─── Exercise inputs ───

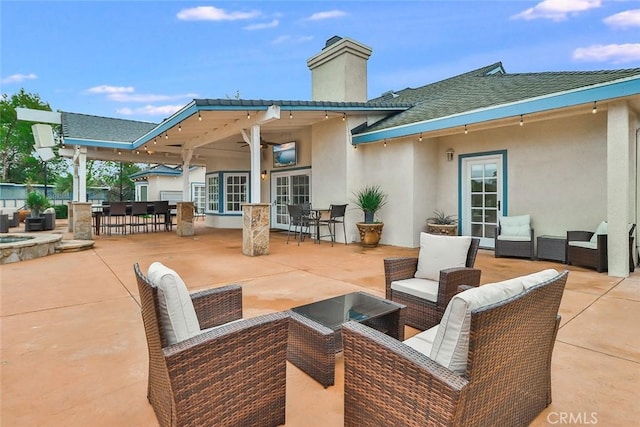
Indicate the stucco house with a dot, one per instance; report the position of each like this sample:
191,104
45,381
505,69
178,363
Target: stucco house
164,182
560,146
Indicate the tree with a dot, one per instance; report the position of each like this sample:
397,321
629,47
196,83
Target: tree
19,163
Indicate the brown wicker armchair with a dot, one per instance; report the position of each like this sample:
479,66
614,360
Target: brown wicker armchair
506,381
589,249
232,375
421,313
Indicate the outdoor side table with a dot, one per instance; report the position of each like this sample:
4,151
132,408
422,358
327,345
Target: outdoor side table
552,248
315,334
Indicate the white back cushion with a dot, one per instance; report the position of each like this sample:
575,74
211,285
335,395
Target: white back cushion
421,288
440,252
601,229
451,344
177,315
519,225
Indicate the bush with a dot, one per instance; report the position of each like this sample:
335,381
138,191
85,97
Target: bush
62,211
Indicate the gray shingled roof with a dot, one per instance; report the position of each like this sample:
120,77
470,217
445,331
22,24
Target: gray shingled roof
82,126
485,87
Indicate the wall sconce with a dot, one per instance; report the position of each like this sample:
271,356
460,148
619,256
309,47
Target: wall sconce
449,154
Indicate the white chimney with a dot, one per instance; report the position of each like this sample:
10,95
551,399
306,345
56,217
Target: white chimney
339,71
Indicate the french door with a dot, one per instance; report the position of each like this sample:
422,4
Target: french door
482,196
288,187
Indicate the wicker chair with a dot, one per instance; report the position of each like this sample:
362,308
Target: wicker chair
589,249
514,237
231,375
506,379
421,313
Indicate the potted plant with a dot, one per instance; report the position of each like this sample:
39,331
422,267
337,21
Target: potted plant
370,199
440,223
36,202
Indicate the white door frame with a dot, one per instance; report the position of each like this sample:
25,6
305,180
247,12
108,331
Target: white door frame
279,214
490,200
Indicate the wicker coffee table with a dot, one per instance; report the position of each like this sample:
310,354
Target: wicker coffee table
315,330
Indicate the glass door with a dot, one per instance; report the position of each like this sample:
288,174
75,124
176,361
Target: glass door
290,187
482,197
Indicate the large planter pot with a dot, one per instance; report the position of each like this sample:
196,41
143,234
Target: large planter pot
370,233
443,229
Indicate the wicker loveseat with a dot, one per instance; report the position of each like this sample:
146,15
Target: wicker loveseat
230,373
488,363
427,295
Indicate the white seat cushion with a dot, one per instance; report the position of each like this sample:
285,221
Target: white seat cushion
526,238
441,252
421,288
177,314
515,226
451,344
600,229
588,245
423,342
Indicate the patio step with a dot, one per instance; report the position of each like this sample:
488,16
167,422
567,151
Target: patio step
74,245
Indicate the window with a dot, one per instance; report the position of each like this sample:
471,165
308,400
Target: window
227,191
236,192
213,193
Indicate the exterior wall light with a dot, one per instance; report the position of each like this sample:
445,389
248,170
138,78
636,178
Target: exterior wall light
449,154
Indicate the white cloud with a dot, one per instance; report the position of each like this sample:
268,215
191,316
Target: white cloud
615,53
263,26
557,10
330,14
18,78
291,39
111,89
628,18
211,13
150,110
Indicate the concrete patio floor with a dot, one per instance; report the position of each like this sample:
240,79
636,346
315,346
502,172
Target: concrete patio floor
73,349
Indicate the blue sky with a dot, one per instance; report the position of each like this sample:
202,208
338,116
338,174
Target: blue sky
143,60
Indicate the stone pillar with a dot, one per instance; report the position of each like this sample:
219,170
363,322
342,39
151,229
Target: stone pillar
70,216
184,219
82,221
255,229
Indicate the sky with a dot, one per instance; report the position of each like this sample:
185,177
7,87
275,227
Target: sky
144,60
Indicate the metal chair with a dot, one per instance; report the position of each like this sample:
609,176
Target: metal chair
336,216
298,222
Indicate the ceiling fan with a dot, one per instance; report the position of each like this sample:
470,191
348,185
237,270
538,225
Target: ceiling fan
263,143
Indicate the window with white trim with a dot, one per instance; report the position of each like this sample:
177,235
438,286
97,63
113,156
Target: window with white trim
236,192
213,193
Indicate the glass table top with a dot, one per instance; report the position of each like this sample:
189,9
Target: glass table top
357,306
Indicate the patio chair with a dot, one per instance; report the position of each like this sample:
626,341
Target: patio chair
514,237
207,366
336,216
488,362
298,222
426,284
589,248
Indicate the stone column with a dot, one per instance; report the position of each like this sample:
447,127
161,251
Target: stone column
184,219
70,216
82,221
255,229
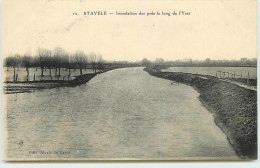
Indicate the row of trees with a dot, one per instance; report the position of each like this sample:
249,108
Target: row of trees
56,59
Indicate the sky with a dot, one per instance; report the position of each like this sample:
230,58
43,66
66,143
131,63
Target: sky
215,29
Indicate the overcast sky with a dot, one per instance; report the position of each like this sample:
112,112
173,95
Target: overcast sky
215,29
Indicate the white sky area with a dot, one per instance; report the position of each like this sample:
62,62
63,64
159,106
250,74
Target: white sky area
216,29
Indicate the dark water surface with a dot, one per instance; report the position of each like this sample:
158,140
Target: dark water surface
121,114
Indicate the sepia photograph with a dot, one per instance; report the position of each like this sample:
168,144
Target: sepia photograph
86,80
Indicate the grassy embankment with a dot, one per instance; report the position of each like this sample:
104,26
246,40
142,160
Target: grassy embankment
234,108
29,86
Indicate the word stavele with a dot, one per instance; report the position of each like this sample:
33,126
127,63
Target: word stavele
95,13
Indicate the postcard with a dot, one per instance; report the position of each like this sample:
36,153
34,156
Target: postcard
129,80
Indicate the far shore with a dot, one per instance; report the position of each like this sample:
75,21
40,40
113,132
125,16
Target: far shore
234,108
31,86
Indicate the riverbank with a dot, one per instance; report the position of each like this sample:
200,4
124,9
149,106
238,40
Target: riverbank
234,108
30,86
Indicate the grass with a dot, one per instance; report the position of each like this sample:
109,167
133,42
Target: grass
234,108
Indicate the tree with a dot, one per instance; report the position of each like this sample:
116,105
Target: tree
26,62
145,62
58,57
100,62
80,59
93,59
43,57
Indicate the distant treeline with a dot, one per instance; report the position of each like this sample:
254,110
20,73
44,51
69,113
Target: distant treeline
243,62
59,58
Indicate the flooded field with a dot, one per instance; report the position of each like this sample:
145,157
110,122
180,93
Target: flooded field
244,72
122,114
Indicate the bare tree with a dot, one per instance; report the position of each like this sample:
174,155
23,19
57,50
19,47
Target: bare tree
100,62
43,57
80,59
93,59
58,56
27,61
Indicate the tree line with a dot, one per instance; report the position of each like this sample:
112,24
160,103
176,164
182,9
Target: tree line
55,59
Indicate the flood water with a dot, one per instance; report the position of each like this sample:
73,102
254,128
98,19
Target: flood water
120,114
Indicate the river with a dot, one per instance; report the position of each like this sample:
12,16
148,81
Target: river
120,114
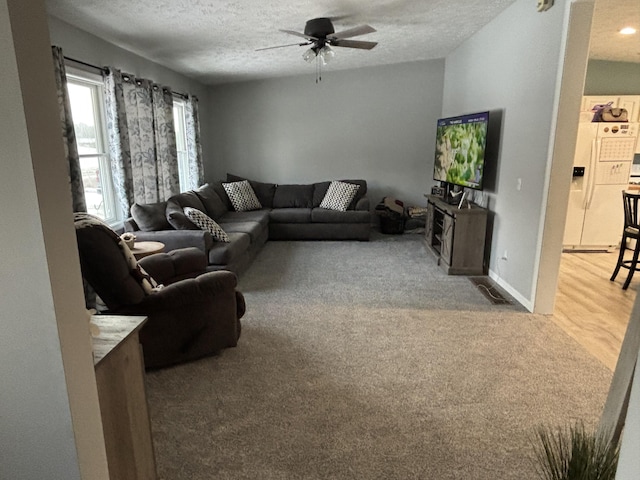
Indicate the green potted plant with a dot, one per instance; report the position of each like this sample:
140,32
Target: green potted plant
574,453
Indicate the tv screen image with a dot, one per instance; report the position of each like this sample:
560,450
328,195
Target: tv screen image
460,150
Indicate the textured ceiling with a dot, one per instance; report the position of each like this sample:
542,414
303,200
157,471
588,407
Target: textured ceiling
606,41
214,41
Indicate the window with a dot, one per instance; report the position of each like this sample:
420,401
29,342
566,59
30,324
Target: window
181,143
87,108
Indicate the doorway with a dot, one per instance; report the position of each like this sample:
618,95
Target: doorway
589,307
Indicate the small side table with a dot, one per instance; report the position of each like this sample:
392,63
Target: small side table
144,249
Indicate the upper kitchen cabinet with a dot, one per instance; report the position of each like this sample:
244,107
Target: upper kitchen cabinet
629,102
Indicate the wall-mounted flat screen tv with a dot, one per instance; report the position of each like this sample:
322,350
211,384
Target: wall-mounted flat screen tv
460,150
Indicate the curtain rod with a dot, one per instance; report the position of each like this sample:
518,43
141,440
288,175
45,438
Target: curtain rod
106,70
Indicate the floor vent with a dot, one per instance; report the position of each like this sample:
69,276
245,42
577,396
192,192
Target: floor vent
490,290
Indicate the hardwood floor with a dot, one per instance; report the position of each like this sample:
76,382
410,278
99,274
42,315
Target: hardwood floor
592,309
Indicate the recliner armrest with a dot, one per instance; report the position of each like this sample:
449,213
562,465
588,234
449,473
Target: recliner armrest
187,293
130,225
167,268
175,239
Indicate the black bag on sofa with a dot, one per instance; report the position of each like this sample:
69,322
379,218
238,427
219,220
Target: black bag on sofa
391,214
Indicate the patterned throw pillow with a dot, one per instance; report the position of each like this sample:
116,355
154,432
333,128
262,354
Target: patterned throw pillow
339,196
242,196
204,222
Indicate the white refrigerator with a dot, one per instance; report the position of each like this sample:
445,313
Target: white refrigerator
601,169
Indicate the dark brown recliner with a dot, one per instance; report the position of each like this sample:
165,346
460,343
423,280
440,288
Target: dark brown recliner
196,313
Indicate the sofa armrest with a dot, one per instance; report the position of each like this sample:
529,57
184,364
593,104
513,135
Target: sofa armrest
176,239
168,268
363,204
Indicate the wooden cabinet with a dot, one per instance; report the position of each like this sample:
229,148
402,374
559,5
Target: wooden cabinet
630,102
456,236
119,366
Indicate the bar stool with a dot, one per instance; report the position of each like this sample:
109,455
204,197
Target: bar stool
631,231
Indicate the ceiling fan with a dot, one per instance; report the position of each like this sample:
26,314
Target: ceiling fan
321,36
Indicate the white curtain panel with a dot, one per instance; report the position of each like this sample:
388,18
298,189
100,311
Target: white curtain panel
194,149
142,142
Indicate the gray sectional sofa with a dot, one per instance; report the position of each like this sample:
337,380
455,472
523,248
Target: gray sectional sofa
289,212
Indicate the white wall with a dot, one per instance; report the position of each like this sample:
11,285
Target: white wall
512,65
50,423
375,123
81,45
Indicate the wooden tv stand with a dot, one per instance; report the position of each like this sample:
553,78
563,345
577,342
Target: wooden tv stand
456,236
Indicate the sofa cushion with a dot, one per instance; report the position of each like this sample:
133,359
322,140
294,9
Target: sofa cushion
175,210
293,196
242,196
322,215
150,217
213,204
204,222
259,216
264,191
339,196
224,253
290,215
253,229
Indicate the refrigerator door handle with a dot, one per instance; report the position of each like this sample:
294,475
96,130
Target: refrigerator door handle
595,154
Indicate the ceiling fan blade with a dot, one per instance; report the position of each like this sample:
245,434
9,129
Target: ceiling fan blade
298,34
353,44
353,32
282,46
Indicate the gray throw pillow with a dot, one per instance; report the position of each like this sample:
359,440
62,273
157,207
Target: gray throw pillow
213,204
150,217
293,196
264,191
175,210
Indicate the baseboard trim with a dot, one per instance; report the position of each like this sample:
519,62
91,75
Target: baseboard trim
526,303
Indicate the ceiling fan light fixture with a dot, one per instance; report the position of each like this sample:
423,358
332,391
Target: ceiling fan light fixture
310,55
327,54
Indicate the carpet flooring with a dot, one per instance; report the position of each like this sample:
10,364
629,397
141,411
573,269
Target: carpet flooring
363,360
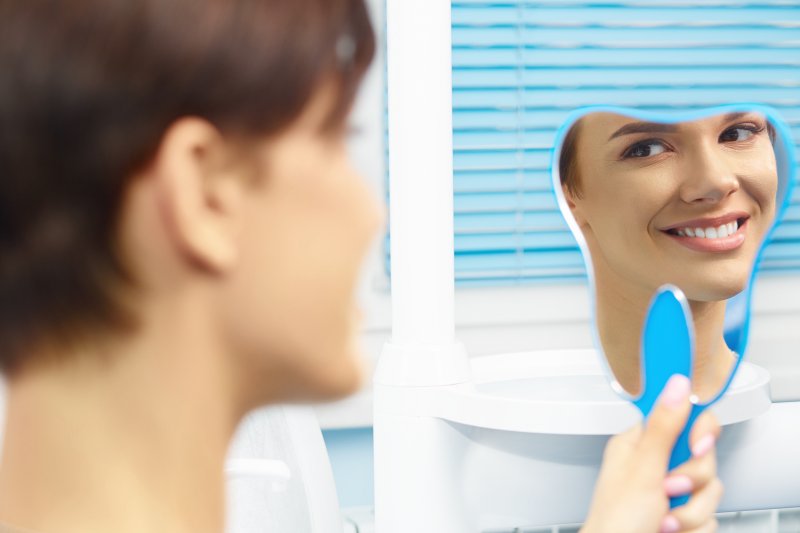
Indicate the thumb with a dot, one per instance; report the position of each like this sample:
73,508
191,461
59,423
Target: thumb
667,420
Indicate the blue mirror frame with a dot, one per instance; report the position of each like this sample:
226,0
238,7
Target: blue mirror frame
786,169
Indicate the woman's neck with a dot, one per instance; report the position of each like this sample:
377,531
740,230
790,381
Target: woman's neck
122,441
621,310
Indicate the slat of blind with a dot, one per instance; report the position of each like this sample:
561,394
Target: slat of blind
520,67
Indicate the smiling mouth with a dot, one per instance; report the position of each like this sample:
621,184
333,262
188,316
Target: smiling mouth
709,232
711,238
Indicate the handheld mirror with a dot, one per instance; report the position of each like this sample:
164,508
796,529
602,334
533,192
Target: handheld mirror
671,213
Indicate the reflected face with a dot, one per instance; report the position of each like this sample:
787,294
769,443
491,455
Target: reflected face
686,203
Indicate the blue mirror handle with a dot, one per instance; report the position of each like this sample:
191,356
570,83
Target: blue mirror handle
668,349
682,451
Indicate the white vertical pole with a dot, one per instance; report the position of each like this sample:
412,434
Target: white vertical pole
419,66
415,456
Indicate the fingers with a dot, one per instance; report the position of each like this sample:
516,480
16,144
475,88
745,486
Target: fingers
692,475
667,419
698,512
702,467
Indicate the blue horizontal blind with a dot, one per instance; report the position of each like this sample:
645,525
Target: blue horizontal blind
519,67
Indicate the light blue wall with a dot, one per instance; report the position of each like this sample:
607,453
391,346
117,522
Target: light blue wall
350,452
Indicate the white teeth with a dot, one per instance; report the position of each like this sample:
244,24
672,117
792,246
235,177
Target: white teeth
725,230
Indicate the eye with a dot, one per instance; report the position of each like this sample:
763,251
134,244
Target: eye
643,149
740,133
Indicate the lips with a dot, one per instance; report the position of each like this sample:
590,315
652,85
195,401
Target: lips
717,234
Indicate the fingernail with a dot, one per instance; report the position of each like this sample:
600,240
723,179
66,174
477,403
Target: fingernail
676,391
678,485
670,524
703,446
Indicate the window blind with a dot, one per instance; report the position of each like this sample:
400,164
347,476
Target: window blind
520,67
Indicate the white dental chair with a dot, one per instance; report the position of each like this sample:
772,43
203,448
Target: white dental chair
279,478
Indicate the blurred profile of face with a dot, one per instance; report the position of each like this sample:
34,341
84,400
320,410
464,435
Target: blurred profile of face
686,203
289,306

───

## Problem requirements
Your task is to extract the lines running from the one with "Indicate the eye" to the end of the material, inclusive, copying each exactly and adding nothing.

## Reply to the task
Indicate the eye with a dot, one per instance; report the position of each like this sample:
763,251
134,244
Target: eye
643,149
740,133
Indicate the lips with a dot, one per instance; report the position of each like this sample:
590,315
652,85
195,401
Target: lips
717,234
Indicate the fingernail with a dot, one per instance; report the position of each like this sample:
600,240
723,179
66,174
477,403
Target: fingernail
676,391
678,485
670,524
703,446
Indicate the window blind with a dot, one per instance; report the position of each like this sample:
400,164
347,476
Target: window blind
520,67
Indicate the white dental chair with a dot, one per instance; report the position of each like this sample:
772,43
203,448
Target: white dental chair
279,478
Indicate the blurred profile of face with a dot, one per instance; report the position of each like this sample:
34,341
84,400
320,410
464,435
Target: blurred profile of face
686,203
289,306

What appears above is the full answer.